++++ DATA RECORDS ++++

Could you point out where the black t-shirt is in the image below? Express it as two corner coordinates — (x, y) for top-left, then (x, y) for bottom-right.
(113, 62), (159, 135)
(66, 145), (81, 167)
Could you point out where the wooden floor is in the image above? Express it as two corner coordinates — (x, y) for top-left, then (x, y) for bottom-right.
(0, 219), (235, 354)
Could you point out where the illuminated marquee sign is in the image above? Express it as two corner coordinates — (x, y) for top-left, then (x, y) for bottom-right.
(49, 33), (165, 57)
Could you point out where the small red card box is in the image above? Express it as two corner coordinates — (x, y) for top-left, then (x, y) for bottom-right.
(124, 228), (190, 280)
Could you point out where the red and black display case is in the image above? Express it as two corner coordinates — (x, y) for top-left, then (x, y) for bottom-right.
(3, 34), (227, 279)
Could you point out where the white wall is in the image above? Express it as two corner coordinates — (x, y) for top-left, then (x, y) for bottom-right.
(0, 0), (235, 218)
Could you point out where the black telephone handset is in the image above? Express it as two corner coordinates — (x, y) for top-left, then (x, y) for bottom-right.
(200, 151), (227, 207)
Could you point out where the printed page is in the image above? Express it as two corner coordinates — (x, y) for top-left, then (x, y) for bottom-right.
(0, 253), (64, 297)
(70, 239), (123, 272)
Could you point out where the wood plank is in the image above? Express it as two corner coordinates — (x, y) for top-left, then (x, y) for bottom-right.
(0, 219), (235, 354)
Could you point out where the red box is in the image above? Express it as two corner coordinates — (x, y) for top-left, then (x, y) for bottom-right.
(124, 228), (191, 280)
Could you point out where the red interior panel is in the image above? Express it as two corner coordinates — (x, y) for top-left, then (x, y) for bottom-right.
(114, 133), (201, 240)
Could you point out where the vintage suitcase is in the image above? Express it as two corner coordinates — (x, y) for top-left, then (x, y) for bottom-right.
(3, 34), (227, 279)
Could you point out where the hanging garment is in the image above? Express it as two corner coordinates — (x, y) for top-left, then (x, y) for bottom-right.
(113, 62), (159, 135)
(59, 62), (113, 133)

++++
++++ DATA RECORDS ++++

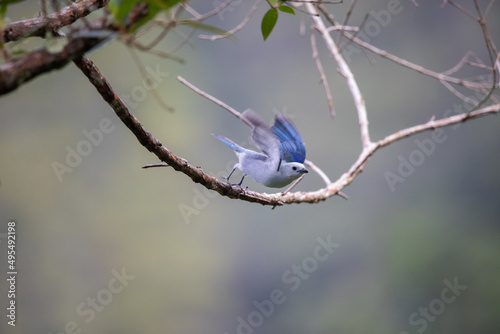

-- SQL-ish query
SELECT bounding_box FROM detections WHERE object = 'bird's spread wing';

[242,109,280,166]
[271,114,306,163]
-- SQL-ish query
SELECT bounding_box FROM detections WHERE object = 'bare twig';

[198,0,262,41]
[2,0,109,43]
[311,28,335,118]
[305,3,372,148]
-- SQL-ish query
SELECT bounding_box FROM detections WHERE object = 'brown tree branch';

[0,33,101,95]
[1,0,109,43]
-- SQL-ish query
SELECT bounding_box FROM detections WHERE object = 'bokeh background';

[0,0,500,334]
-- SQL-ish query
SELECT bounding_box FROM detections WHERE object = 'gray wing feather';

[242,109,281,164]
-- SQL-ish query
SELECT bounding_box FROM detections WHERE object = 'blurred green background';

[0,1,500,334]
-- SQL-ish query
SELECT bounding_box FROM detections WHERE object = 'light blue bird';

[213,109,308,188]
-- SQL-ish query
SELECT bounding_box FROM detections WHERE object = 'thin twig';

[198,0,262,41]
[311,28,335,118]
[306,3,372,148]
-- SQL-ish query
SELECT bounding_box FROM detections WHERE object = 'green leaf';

++++

Print the material character for character, from the line containing "Could you point out where the hanging" through the line containing "(59, 62), (113, 133)", including both of those lines.

Could you point out where the hanging garment is in the image above? Express it as two corner coordinates — (x, y) for top-left, then (x, y) for bottom-right.
(113, 62), (159, 135)
(59, 62), (113, 133)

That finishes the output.